Data records

-------------------------

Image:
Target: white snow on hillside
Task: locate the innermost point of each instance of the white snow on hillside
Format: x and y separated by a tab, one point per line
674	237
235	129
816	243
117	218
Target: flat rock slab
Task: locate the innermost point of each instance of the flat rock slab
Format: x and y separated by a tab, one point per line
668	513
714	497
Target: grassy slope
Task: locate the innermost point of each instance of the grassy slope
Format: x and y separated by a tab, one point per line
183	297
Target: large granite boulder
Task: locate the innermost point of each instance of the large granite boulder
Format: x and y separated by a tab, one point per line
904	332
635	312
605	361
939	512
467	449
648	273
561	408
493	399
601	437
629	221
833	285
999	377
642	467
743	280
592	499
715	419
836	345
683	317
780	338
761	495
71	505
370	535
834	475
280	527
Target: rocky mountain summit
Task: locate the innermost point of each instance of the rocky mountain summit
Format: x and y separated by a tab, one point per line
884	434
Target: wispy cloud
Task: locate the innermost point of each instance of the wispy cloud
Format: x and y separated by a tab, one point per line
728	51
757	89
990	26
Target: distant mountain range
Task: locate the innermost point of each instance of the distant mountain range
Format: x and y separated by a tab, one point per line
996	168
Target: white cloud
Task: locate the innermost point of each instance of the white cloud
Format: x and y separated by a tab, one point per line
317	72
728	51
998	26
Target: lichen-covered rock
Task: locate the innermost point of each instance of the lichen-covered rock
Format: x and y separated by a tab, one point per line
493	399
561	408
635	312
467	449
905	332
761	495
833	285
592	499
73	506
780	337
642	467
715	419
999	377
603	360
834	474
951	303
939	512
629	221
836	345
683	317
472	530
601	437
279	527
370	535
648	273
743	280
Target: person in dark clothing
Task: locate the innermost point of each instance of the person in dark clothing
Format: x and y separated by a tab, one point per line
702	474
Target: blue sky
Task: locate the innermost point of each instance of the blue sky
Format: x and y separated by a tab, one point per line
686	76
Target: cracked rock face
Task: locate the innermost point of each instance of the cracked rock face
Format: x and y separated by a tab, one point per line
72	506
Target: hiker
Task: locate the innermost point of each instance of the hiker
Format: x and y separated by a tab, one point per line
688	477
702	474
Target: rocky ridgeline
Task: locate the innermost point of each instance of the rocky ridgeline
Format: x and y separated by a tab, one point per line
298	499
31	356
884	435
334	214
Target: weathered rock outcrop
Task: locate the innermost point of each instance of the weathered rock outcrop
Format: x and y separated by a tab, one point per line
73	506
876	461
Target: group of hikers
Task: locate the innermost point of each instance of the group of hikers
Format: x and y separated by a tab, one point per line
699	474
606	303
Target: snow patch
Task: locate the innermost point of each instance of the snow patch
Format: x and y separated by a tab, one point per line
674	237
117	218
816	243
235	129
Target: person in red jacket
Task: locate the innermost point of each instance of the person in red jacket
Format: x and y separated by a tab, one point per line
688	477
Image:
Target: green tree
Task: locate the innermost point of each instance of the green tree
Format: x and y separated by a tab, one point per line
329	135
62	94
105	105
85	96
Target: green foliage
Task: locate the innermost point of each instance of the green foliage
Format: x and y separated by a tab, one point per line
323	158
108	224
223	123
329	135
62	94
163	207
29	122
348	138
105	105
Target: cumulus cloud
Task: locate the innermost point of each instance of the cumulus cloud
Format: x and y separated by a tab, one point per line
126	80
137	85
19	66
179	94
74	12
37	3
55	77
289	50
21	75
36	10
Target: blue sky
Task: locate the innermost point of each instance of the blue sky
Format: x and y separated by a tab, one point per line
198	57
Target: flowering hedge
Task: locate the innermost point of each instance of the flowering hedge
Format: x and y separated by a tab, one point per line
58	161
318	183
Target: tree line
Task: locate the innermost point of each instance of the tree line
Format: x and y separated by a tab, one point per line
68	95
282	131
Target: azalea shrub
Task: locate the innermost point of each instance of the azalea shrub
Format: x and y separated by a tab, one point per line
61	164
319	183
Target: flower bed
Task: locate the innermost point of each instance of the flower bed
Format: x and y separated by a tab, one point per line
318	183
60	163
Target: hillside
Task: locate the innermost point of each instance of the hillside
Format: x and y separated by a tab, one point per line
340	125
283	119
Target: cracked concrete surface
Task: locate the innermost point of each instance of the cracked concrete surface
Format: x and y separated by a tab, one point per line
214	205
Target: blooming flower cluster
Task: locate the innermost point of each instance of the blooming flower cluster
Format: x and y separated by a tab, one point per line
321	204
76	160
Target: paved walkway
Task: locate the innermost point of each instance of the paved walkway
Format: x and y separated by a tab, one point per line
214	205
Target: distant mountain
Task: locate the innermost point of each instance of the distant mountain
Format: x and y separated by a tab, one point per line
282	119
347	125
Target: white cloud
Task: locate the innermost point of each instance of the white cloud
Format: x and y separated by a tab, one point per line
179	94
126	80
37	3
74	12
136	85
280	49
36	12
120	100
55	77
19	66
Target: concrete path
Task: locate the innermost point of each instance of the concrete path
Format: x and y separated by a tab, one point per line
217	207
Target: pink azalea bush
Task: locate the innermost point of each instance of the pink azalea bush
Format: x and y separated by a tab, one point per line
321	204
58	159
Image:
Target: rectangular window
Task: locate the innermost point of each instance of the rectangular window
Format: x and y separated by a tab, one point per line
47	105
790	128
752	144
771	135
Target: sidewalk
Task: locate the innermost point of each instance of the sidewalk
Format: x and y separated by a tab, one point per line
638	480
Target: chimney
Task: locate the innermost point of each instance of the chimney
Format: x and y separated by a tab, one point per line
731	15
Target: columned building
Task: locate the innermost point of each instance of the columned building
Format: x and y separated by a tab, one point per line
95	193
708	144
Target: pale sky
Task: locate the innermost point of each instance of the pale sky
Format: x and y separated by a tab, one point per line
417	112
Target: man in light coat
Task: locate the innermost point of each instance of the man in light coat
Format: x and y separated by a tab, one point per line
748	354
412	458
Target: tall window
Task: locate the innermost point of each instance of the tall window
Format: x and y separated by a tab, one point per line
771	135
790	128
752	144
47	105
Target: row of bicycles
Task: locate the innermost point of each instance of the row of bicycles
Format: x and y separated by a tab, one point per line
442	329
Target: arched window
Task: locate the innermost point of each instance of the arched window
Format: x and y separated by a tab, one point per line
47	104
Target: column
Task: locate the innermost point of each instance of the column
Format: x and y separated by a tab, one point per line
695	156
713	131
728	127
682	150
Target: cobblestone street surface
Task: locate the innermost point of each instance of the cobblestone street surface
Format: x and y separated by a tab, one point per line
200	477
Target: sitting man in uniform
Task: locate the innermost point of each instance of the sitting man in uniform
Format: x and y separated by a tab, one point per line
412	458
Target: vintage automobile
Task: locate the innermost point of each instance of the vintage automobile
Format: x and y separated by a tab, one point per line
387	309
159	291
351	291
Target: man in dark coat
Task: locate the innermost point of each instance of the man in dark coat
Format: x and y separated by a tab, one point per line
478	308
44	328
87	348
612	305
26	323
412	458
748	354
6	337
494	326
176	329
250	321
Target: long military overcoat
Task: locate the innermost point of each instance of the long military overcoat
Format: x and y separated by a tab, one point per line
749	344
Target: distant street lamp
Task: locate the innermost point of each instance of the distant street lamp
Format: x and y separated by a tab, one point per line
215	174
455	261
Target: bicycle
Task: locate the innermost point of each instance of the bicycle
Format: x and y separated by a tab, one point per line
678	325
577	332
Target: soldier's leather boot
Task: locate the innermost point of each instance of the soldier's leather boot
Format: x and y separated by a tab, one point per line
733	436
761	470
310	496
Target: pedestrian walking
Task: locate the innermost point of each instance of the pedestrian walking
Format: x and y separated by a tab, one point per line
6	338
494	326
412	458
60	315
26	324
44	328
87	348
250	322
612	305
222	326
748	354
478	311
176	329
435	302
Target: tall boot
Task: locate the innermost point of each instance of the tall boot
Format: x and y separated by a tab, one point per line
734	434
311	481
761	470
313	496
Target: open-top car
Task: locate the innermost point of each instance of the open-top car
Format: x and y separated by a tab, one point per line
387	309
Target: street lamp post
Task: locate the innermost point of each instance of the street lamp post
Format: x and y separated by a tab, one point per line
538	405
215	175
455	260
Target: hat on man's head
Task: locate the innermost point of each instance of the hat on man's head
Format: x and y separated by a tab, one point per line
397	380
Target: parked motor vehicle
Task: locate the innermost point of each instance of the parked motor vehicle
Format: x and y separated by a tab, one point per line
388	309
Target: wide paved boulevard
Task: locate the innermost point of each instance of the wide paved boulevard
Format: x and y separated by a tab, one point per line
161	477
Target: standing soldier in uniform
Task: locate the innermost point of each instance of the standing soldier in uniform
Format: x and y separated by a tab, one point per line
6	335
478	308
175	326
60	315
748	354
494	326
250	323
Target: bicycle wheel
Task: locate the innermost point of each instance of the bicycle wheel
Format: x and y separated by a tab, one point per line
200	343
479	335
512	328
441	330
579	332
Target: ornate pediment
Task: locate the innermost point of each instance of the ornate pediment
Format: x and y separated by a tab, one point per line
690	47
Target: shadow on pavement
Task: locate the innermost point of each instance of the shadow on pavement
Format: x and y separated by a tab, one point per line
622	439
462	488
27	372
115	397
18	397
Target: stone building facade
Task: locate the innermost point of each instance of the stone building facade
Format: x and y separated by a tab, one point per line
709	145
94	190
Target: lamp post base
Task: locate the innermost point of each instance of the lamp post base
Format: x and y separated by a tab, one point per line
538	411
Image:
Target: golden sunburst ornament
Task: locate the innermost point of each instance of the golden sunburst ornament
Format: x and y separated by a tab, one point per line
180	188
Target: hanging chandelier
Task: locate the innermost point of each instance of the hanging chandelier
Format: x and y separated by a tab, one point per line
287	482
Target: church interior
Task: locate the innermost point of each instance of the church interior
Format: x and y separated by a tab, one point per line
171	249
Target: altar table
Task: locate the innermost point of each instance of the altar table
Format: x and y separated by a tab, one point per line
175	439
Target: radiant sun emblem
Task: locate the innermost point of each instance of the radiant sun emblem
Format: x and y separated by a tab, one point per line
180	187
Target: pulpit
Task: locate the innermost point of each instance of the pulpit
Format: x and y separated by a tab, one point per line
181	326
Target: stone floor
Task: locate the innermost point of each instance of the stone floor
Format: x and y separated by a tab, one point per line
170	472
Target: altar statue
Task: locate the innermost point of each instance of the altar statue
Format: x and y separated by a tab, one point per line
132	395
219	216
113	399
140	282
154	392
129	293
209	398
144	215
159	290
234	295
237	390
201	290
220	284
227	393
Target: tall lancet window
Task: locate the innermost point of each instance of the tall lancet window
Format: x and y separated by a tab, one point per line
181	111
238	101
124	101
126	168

-------------------------

Stated task
Nothing but the lines from the line with "Target: radiant sun emblem" to the last line of the listing above should appear; please retype them exactly, both ends included.

Written answer
Target: radiant sun emblem
Task: locate the innermost point of each instance of the radiant sun emblem
Format: x and y separated by a tab, one point per line
180	187
Target: pulpit
Task: locate the innermost point of each instance of the pulpit
Format: x and y separated by a tab, one point per line
181	326
Target: stone floor
Task: locate the innermost point of each instance of the stone floor
Format: x and y separated by a tab, one point per line
170	472
Target: altar statue
Task: locate the innermost point of each instance of the altar statue
Format: x and y separated by a tab, one point per line
132	395
219	216
113	399
140	282
154	392
129	293
209	398
144	215
159	290
234	295
237	390
201	290
220	284
227	393
Target: tall lancet window
Task: locate the innermost point of each instance of the tall lancet window
Format: x and y separated by a tab, one point per line
181	111
238	101
124	101
126	168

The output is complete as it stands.